=== Begin Enclosure ===

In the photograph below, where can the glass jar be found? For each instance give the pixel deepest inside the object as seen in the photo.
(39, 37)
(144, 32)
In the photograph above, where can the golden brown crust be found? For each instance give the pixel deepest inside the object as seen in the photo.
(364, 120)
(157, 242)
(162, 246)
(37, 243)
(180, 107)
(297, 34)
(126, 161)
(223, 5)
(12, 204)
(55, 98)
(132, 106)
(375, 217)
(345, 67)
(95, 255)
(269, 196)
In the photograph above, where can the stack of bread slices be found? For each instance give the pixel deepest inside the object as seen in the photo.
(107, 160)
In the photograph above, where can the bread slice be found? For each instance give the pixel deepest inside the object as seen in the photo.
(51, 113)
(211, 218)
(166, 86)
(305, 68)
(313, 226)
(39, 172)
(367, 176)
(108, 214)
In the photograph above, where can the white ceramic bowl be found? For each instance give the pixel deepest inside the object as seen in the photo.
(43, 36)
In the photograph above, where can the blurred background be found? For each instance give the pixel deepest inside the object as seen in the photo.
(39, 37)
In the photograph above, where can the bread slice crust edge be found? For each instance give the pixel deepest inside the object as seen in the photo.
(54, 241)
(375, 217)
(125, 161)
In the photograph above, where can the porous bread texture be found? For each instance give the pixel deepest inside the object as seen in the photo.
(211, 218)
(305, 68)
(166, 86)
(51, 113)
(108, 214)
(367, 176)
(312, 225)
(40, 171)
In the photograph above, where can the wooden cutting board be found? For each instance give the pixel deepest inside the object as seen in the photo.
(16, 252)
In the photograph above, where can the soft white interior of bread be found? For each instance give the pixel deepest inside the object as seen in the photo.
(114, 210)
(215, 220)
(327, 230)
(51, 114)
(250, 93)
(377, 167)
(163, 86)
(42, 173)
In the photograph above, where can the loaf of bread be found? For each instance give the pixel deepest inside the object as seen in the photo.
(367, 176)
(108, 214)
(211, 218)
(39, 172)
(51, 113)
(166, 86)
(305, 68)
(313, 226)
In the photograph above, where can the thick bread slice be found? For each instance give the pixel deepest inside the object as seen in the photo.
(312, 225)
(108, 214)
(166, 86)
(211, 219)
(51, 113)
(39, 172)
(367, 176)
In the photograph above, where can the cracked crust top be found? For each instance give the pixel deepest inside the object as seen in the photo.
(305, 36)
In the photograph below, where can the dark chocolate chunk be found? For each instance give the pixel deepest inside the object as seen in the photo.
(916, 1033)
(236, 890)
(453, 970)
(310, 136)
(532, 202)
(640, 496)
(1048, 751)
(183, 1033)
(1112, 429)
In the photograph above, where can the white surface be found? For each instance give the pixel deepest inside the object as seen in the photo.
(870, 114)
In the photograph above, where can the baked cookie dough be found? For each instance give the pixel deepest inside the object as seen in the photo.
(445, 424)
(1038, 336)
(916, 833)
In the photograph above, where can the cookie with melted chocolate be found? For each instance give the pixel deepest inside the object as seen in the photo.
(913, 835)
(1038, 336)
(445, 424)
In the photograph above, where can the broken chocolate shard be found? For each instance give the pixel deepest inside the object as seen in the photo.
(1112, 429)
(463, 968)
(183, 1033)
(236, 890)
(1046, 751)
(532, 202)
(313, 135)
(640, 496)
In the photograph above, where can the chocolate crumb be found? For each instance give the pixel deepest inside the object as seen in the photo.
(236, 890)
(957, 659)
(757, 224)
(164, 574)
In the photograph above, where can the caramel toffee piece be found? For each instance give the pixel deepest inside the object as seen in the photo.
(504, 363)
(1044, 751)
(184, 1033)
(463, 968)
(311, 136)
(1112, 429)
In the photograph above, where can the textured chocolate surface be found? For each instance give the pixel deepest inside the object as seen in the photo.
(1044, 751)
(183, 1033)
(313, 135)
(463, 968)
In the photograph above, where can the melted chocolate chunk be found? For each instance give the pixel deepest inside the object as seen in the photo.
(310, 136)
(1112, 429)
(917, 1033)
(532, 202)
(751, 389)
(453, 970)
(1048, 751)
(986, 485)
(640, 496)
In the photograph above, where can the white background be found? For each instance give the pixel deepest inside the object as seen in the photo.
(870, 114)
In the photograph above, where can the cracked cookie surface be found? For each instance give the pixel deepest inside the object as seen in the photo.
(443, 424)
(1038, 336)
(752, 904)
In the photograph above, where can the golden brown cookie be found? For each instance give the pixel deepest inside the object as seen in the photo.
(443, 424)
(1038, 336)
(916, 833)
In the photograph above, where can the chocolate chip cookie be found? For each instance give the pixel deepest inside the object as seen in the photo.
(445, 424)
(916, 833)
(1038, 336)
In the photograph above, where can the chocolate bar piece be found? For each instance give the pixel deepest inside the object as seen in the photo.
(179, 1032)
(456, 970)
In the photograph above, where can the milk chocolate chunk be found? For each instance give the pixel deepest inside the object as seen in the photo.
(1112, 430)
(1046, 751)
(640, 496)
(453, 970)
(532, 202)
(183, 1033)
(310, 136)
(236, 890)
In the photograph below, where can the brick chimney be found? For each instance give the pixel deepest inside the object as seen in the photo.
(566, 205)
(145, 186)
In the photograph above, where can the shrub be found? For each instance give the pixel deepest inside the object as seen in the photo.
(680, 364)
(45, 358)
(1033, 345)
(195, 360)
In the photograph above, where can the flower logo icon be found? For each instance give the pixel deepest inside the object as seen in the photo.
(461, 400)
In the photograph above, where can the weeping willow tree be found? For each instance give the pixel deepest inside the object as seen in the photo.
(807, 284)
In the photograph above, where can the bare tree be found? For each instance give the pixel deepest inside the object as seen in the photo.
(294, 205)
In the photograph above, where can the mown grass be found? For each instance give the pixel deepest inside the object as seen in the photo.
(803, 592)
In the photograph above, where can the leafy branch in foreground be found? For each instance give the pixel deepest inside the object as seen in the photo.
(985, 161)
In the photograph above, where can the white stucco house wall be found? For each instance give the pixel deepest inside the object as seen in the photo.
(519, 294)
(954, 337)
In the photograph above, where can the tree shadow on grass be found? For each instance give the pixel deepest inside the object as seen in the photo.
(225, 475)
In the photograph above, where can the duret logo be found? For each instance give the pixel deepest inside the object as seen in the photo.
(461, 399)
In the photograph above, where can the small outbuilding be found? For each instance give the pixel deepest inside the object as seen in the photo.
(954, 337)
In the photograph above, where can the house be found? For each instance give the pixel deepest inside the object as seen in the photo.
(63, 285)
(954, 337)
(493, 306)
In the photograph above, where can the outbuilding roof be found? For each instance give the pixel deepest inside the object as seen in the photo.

=== End Enclosure ===

§ Problem statement
Could you set down every record exactly as given?

§ Written reply
In the photograph below, where can the glass jar be found? For each instance give the pixel deepest inside the object as seen in the photo.
(39, 37)
(144, 32)
In the photograph above, where can the golden brown crust be found? For each instance give the pixel deepest inside the object as seen in the photo.
(364, 120)
(157, 242)
(162, 246)
(37, 243)
(180, 107)
(297, 34)
(126, 161)
(223, 5)
(12, 204)
(55, 98)
(132, 106)
(375, 217)
(345, 67)
(95, 255)
(269, 196)
In the photograph above, where can the stack of bread slices be found? For each instance give the pixel deepest inside the object as seen in the photo.
(107, 160)
In the photograph above, where can the bread slice be found? For each instance give the pixel deepest inside the object as seen in the photo.
(51, 113)
(211, 218)
(166, 86)
(305, 68)
(313, 226)
(39, 172)
(367, 176)
(108, 214)
In the photograph above, where can the white ceramic bowl be found? For each instance give the pixel deepest inside the object as seen in the photo.
(43, 36)
In the photograph above, where can the blurred background be found? For each instance give the pixel deepest inside the object as seen in the photo.
(39, 37)
In the photograph above, where can the bread slice crust edge be found? For each instance give the pixel deepest inside the object as seen in the photo.
(54, 241)
(375, 217)
(125, 161)
In the photograph above, where can the porous bread texture be found? For each instance give the pixel deepest inside the object as seen in the photo.
(211, 218)
(305, 68)
(166, 86)
(51, 113)
(108, 214)
(367, 176)
(312, 225)
(40, 171)
In the photograph above, where can the wooden cutting board be found? For each instance give the pixel deepest inside the object as seen in the photo.
(16, 252)
In the photograph above, where can the soft white interior of bread be found? For each instance give the pixel deepest inside the object as seen in the photo.
(114, 210)
(215, 220)
(327, 230)
(51, 114)
(250, 93)
(377, 167)
(163, 86)
(42, 173)
In the photograph above, where can the loaf of bread be found? For each instance give the pixel deepest inside the object as seen in the photo.
(367, 176)
(108, 214)
(211, 218)
(39, 172)
(51, 113)
(166, 86)
(305, 68)
(313, 226)
In the photograph above, where can the thick bread slice be found? For each instance give the pixel deepest inside the object as seen in the photo.
(312, 225)
(108, 214)
(166, 86)
(211, 219)
(51, 113)
(39, 172)
(367, 176)
In the photograph above, where can the cracked crust top be found? For each instance give the pixel deepest inside the object as seen in the photo.
(305, 36)
In the photograph below, where can the dark chocolate chunk be found? For each instance give the pixel deepest inside the object as seen in the photo.
(916, 1033)
(236, 890)
(453, 970)
(310, 136)
(532, 202)
(640, 496)
(1048, 751)
(183, 1033)
(1112, 429)
In the photograph above, where can the white surface be found? For each instance give the pixel deepest inside the object as seen in the photo.
(870, 114)
In the photograph above, where can the baked cookie dough be found? For each instance give the pixel deepest inside the object as seen in the photo.
(445, 424)
(1038, 336)
(916, 833)
In the photograph above, where can the cookie with melted chocolate be found? For each instance give the pixel deepest inside the object as seen in the photo.
(913, 835)
(1038, 336)
(445, 424)
In the photograph above, where can the broken chocolate shard be found? For each instance give the pixel deepest inside the object as seen in the photo.
(1112, 429)
(463, 968)
(183, 1033)
(236, 890)
(1046, 751)
(532, 202)
(313, 135)
(640, 496)
In the photograph above, where can the chocolate crumb be found? For each instance give the pixel deepest inside the object as seen in the photo.
(236, 890)
(957, 659)
(757, 224)
(164, 574)
In the photograph above, where can the caramel toffee piece be found? For each instance give the pixel deepest inside the object as seen in the photo.
(504, 363)
(1044, 751)
(184, 1033)
(463, 968)
(311, 136)
(1112, 429)
In the photograph above, where can the textured chocolate surface be found? For each instance give the pixel deepest inside the object as seen in the photo.
(1044, 751)
(183, 1033)
(313, 135)
(463, 968)
In the photograph above, where can the melted chocolate chunk be found? For each instance give the pixel deepest inside the object as seen in the photo.
(310, 136)
(1112, 429)
(917, 1033)
(532, 202)
(751, 389)
(453, 970)
(1048, 751)
(986, 485)
(640, 496)
In the photograph above, where can the white background be found? For each instance give the pixel deepest inside the object as seen in the photo.
(870, 114)
In the photograph above, where can the cracked cookie surface be found? For each instance give the pixel deepest inside the object as seen in the photo.
(443, 424)
(1038, 336)
(752, 904)
In the photograph above, where can the golden brown cookie be found? For each instance give the pixel deepest inside the object as seen in the photo.
(443, 424)
(1038, 336)
(916, 833)
In the photograph above, where can the chocolate chip cookie be found? For each instance give the pixel deepest inside the object as seen in the photo.
(445, 424)
(916, 833)
(1038, 336)
In the photograph above, where can the chocolate bar piece be found? For each instance give the pixel deepest inside the object as seen in the photo.
(179, 1032)
(456, 970)
In the photograph above, where can the milk chocolate chunk be found? For each instance give the pixel deepest inside the object as seen in the photo.
(1112, 430)
(1046, 751)
(640, 496)
(453, 970)
(532, 202)
(183, 1033)
(310, 136)
(236, 890)
In the photograph below, where can the brick chimney be found? For each instance give the pixel deepest inside the object as seen in the photo.
(566, 205)
(145, 186)
In the photograph above, where can the shrub be found? For each instance give the pixel deepest inside the object as seen in the photo.
(680, 364)
(45, 358)
(1033, 345)
(195, 360)
In the photograph above, where can the flower logo icon be found? For each instance give the pixel deepest inside the object as seen in the photo.
(461, 400)
In the photograph above, where can the weeping willow tree be found? For each instance give the pixel deepest inside the object as seen in the photo.
(807, 284)
In the photograph above, where can the bare tree be found? For each instance give the pixel deepest inside the object as seen in the photo.
(294, 205)
In the photograph above, where can the mown grass be found? For each instance give the pixel deepest inside the object as seen in the photo.
(803, 592)
In the photograph above, where can the leafy branch in foreground be found? For each instance give the pixel deepest inside the object as seen in the photo.
(985, 161)
In the photograph above, where can the white stucco house wall be found? For each instance give the pixel deepest inside the object as seen in the photo.
(519, 294)
(954, 337)
In the photograph above, where can the tree shadow on grass be found? For each instance give the pixel deepest inside the object as seen in the photo.
(225, 475)
In the photograph above, where can the duret logo be found? For each instance give the pixel deepest inside the object as seen in the photo.
(461, 399)
In the photograph above, where can the small outbuilding be found? For each instance give the pixel deepest inside the object as seen in the photo.
(954, 337)
In the photograph above, where can the house be found? For each instance give the pixel deepest inside the object as seen in the photo.
(63, 285)
(954, 337)
(493, 306)
In the photograph above, where can the outbuilding roof be found? For each instance give the pixel deepest inside the object as seen in the photo.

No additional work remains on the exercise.